> **WORK TASK**
Could you filter the records below and keep only the lines with the word "lamp"?

> **RECORDS FOR PROCESSING**

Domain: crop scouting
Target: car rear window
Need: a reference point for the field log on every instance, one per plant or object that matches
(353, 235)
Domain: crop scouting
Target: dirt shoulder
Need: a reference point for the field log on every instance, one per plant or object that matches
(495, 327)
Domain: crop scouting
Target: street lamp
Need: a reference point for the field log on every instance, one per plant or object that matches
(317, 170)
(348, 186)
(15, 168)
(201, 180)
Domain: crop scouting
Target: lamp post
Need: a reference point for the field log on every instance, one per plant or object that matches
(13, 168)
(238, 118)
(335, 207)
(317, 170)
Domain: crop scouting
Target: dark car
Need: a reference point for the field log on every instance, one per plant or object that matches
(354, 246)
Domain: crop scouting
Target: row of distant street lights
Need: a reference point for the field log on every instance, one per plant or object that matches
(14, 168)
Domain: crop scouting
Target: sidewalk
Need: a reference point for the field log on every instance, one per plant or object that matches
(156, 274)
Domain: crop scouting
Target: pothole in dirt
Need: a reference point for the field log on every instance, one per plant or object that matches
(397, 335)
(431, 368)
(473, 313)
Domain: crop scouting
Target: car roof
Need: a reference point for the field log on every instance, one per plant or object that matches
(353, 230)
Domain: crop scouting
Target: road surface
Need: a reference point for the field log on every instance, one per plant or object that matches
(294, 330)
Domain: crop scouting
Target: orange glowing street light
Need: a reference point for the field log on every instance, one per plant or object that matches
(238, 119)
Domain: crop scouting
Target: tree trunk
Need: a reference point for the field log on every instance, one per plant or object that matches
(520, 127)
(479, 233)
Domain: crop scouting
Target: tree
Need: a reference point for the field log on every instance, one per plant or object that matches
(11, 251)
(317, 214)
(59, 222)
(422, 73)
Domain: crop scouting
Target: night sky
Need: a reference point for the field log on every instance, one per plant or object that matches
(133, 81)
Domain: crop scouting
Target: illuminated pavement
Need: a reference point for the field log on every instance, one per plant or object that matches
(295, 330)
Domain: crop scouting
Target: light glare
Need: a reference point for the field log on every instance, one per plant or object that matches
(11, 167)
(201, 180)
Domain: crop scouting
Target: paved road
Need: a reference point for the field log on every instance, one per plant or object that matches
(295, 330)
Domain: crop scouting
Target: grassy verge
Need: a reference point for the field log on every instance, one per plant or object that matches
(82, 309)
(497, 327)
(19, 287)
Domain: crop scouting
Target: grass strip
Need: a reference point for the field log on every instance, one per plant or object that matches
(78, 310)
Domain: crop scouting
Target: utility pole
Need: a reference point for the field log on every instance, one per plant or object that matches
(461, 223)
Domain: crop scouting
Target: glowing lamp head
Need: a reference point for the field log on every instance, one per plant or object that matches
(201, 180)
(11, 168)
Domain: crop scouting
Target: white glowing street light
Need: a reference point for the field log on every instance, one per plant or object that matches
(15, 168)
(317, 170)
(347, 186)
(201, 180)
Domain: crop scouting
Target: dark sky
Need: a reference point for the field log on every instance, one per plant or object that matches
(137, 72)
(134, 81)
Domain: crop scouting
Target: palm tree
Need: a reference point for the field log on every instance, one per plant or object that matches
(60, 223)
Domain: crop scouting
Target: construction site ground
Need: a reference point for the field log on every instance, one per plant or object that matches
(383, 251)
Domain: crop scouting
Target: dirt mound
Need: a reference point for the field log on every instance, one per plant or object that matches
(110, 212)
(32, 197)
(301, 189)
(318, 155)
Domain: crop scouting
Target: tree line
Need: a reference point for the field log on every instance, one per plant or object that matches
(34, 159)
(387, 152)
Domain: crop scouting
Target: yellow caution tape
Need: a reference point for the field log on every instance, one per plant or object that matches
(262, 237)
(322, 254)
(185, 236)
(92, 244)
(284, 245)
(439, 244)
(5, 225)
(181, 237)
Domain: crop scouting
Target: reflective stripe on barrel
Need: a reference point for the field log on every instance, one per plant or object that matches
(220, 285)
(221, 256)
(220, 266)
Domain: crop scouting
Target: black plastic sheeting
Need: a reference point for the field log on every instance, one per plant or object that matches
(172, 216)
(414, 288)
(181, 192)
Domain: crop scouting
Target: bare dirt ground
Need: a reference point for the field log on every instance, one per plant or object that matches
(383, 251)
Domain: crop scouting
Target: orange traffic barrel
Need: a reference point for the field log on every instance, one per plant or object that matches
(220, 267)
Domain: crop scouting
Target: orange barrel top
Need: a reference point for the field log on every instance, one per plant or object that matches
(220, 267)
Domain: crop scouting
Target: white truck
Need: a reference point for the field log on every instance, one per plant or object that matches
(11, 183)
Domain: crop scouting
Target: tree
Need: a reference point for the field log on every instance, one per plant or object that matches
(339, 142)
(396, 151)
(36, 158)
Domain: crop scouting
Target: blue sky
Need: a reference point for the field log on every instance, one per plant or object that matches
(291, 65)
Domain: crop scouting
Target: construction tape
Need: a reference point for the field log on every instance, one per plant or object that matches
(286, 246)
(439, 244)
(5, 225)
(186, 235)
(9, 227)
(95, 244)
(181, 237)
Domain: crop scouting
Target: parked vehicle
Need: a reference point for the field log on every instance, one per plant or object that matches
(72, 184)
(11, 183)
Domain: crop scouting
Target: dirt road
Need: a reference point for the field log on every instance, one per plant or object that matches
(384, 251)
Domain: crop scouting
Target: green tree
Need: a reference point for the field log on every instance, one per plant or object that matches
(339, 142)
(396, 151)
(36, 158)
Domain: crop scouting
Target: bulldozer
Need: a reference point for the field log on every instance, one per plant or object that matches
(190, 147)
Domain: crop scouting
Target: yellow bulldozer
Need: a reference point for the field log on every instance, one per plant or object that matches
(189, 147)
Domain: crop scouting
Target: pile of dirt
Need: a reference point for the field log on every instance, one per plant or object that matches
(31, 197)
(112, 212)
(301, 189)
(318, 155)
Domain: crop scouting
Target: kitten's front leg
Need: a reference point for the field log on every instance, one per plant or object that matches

> **WRITTEN SOLUTION**
Target: street lamp
Target: lamp post
Target: glowing lamp head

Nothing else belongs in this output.